GOAL OF THE EXERCISE:
Output the material beneath exactly, leaving nothing out.

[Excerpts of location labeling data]
┌──

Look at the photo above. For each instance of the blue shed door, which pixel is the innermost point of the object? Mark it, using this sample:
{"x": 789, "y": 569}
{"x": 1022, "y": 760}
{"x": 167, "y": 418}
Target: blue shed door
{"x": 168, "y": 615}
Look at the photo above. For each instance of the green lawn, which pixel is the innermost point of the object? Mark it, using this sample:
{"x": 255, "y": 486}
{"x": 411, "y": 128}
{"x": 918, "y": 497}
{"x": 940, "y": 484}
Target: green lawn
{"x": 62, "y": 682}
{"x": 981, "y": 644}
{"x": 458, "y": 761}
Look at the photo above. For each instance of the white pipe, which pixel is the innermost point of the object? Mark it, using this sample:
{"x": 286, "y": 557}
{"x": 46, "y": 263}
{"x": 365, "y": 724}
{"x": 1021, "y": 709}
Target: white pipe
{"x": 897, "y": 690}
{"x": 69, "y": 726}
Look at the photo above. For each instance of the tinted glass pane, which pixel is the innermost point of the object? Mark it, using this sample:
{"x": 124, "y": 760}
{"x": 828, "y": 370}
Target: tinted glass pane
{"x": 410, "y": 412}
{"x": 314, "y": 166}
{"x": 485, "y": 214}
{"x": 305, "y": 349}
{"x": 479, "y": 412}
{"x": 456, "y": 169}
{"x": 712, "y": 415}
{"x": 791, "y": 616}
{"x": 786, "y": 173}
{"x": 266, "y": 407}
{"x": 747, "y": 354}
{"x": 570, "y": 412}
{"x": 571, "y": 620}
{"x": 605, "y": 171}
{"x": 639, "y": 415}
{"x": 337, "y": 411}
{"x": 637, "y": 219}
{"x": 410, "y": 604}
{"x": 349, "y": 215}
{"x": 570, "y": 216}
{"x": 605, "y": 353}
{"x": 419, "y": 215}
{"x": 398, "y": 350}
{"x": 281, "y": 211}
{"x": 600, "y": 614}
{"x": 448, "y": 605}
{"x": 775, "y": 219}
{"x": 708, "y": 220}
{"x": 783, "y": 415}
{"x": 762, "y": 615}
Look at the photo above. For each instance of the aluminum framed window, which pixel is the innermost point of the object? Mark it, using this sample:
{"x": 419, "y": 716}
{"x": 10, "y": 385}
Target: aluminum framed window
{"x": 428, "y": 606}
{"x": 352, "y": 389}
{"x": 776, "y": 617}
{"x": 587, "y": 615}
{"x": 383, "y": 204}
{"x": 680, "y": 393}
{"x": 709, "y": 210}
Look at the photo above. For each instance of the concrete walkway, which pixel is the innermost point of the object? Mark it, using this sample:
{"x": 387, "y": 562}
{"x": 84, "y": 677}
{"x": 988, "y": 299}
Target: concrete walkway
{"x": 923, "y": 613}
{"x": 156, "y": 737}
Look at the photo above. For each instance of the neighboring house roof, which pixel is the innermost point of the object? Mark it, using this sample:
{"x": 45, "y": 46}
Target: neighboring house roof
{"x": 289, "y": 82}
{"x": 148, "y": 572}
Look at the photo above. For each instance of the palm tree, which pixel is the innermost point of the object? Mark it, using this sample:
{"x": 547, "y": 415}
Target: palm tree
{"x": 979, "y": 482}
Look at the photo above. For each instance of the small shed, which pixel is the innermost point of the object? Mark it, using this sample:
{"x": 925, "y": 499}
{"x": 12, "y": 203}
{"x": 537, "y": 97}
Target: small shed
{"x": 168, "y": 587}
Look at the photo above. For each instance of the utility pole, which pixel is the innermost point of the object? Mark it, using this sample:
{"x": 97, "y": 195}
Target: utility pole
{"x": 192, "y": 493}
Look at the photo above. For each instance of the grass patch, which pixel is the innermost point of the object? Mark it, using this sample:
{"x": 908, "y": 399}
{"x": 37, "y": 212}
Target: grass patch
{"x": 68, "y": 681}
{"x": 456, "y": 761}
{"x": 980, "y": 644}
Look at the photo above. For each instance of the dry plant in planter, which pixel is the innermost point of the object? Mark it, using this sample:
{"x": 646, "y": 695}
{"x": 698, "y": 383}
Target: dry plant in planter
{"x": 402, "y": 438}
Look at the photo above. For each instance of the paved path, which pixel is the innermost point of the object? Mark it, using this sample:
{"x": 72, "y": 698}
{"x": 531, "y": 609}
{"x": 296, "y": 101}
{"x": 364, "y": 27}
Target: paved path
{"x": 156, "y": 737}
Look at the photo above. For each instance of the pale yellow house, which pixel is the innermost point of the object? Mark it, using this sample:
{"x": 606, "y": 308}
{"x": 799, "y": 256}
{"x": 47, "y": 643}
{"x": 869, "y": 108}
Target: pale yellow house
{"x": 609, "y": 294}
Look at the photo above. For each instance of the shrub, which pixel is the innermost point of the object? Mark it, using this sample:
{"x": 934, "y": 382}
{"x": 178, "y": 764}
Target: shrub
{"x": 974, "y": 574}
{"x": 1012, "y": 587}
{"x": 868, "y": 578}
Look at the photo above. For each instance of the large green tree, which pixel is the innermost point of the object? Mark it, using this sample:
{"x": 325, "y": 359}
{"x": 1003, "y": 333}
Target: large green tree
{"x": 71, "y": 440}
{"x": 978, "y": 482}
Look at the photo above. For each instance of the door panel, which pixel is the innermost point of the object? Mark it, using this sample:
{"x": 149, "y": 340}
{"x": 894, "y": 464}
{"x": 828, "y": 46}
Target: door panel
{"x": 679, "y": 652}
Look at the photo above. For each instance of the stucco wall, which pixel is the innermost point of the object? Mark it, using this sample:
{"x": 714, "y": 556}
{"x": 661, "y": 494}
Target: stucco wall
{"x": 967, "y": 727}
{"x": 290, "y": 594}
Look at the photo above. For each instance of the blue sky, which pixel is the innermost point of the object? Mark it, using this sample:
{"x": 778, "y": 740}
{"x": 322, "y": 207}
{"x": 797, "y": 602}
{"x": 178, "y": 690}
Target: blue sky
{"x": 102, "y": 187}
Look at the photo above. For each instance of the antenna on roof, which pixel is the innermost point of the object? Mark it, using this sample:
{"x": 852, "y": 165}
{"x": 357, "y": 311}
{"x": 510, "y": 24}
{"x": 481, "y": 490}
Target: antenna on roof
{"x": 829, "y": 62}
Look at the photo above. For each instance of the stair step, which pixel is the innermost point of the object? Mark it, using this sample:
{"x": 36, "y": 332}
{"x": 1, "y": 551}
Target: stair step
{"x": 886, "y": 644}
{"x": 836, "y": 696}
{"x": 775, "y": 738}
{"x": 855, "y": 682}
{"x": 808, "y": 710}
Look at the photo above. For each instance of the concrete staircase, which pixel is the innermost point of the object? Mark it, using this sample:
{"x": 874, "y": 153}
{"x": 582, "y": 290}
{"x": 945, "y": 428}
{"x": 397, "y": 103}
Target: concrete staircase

└──

TASK SOLUTION:
Look at the photo above. For each instance of the blue shed door, which pixel is the innermost point of the object? Mark it, using this sample:
{"x": 789, "y": 569}
{"x": 1022, "y": 760}
{"x": 167, "y": 418}
Target: blue shed door
{"x": 168, "y": 615}
Look at the photo above. For each instance of the green lawn, which pixel is the innermost point of the object? Mark it, using this sample:
{"x": 255, "y": 486}
{"x": 411, "y": 128}
{"x": 918, "y": 497}
{"x": 940, "y": 484}
Target: green lawn
{"x": 62, "y": 682}
{"x": 981, "y": 644}
{"x": 458, "y": 761}
Look at the photo above. For each instance of the white pipe, which pixel is the innermost point of the object? Mark it, using this sample:
{"x": 286, "y": 557}
{"x": 46, "y": 263}
{"x": 365, "y": 724}
{"x": 1021, "y": 709}
Target: white pipe
{"x": 897, "y": 690}
{"x": 69, "y": 726}
Look at the photo above. For each instance of the tinted glass pane, which pixel is the innermost point of the object? Mark it, using this sample:
{"x": 124, "y": 760}
{"x": 828, "y": 370}
Target: tinted glass pane
{"x": 410, "y": 412}
{"x": 314, "y": 166}
{"x": 485, "y": 214}
{"x": 305, "y": 349}
{"x": 479, "y": 412}
{"x": 456, "y": 169}
{"x": 712, "y": 415}
{"x": 791, "y": 616}
{"x": 786, "y": 173}
{"x": 266, "y": 407}
{"x": 747, "y": 354}
{"x": 570, "y": 412}
{"x": 571, "y": 620}
{"x": 605, "y": 171}
{"x": 639, "y": 415}
{"x": 337, "y": 411}
{"x": 637, "y": 219}
{"x": 410, "y": 604}
{"x": 349, "y": 215}
{"x": 570, "y": 216}
{"x": 605, "y": 353}
{"x": 419, "y": 215}
{"x": 398, "y": 350}
{"x": 281, "y": 211}
{"x": 600, "y": 614}
{"x": 448, "y": 605}
{"x": 775, "y": 219}
{"x": 708, "y": 220}
{"x": 783, "y": 415}
{"x": 762, "y": 615}
Look at the photo above. For each instance of the aluminum framed window, which pixel is the innermost point of the object? Mark it, using this sample:
{"x": 419, "y": 716}
{"x": 10, "y": 385}
Target: aluminum framed window
{"x": 428, "y": 606}
{"x": 352, "y": 389}
{"x": 776, "y": 617}
{"x": 587, "y": 615}
{"x": 383, "y": 204}
{"x": 680, "y": 393}
{"x": 709, "y": 210}
Look at the photo above. For each instance of the concrete walkway, which pixel is the innermost point of the object? Mark it, using this sample:
{"x": 387, "y": 562}
{"x": 84, "y": 677}
{"x": 988, "y": 299}
Target: concrete walkway
{"x": 923, "y": 613}
{"x": 156, "y": 737}
Look at the photo above. For each instance of the neighboring house roof, which pixel is the innermost point of the object? Mark it, using this sample:
{"x": 45, "y": 46}
Target: neighboring house roof
{"x": 289, "y": 82}
{"x": 148, "y": 572}
Look at the photo above. For each instance of the palm tree, which pixel is the innermost point of the object? Mark it, using this sample:
{"x": 547, "y": 415}
Target: palm tree
{"x": 979, "y": 482}
Look at the photo above. For each instance of the small shed, which pixel is the innermost point of the object? Mark it, using this sample:
{"x": 925, "y": 499}
{"x": 12, "y": 203}
{"x": 537, "y": 97}
Target: small shed
{"x": 168, "y": 587}
Look at the photo above. For each instance of the utility pole, which pixel is the innermost point of the object? Mark it, using this sample:
{"x": 97, "y": 195}
Target: utility pole
{"x": 192, "y": 493}
Look at the photo above. For each instance of the grass patch, which pixel is the innermost point of the object? Mark it, using this sample:
{"x": 908, "y": 399}
{"x": 37, "y": 212}
Target: grass patch
{"x": 68, "y": 681}
{"x": 456, "y": 761}
{"x": 980, "y": 644}
Look at the photo above. For each instance of the dry plant in planter, which pixel is the innermost point of the object? Mark it, using this sample:
{"x": 646, "y": 695}
{"x": 698, "y": 383}
Target: dry plant in planter
{"x": 402, "y": 438}
Look at the photo above. For each instance of the paved path, which pixel is the innermost point of the object? Mark it, using this sample:
{"x": 72, "y": 698}
{"x": 531, "y": 609}
{"x": 296, "y": 101}
{"x": 364, "y": 27}
Target: paved path
{"x": 156, "y": 737}
Look at the photo above. For each instance of the pale yellow house, which pixel is the innermost point of the object? Mark it, using this sample:
{"x": 606, "y": 308}
{"x": 799, "y": 256}
{"x": 47, "y": 643}
{"x": 869, "y": 108}
Target: pale yellow house
{"x": 609, "y": 294}
Look at the photo above. For each instance of the shrub, which pixel is the innermost point of the object? Mark it, using this sample:
{"x": 934, "y": 382}
{"x": 178, "y": 764}
Target: shrub
{"x": 974, "y": 574}
{"x": 1012, "y": 587}
{"x": 868, "y": 578}
Look at the photo above. For each instance of the large green tree, which pixel is the innermost point of the object? Mark it, using this sample:
{"x": 325, "y": 359}
{"x": 1003, "y": 333}
Target: large green tree
{"x": 71, "y": 440}
{"x": 978, "y": 482}
Look at the photo above. For each instance of the door panel, which pixel is the innermost point of the object? Mark it, using this sample:
{"x": 149, "y": 340}
{"x": 894, "y": 464}
{"x": 828, "y": 46}
Target: door panel
{"x": 679, "y": 652}
Look at the photo above. For each instance of the stucco wall, which pixel is the innermost point of the object? Mark it, using this sample:
{"x": 714, "y": 556}
{"x": 661, "y": 494}
Target: stucco wall
{"x": 967, "y": 727}
{"x": 290, "y": 594}
Look at the photo above. For each instance of the blue sky, which pixel is the innermost point of the object? Mark it, using this sample:
{"x": 778, "y": 740}
{"x": 322, "y": 207}
{"x": 797, "y": 602}
{"x": 178, "y": 690}
Target: blue sky
{"x": 102, "y": 187}
Look at the photo above. For each instance of the antenna on roof, which pixel is the innermost point of the object? Mark it, using this sample:
{"x": 852, "y": 165}
{"x": 357, "y": 311}
{"x": 510, "y": 24}
{"x": 481, "y": 490}
Target: antenna on roof
{"x": 829, "y": 62}
Look at the photo above. For each instance of the stair step, which pixel is the innermost point of the object? Mark it, using this sample:
{"x": 36, "y": 332}
{"x": 1, "y": 551}
Target: stair step
{"x": 886, "y": 644}
{"x": 836, "y": 696}
{"x": 775, "y": 738}
{"x": 855, "y": 682}
{"x": 808, "y": 710}
Look at the photo above. For each instance of the concrete staircase, which pixel is the innermost point of the object? Mark it, using this sample:
{"x": 874, "y": 153}
{"x": 582, "y": 290}
{"x": 945, "y": 428}
{"x": 397, "y": 103}
Target: concrete staircase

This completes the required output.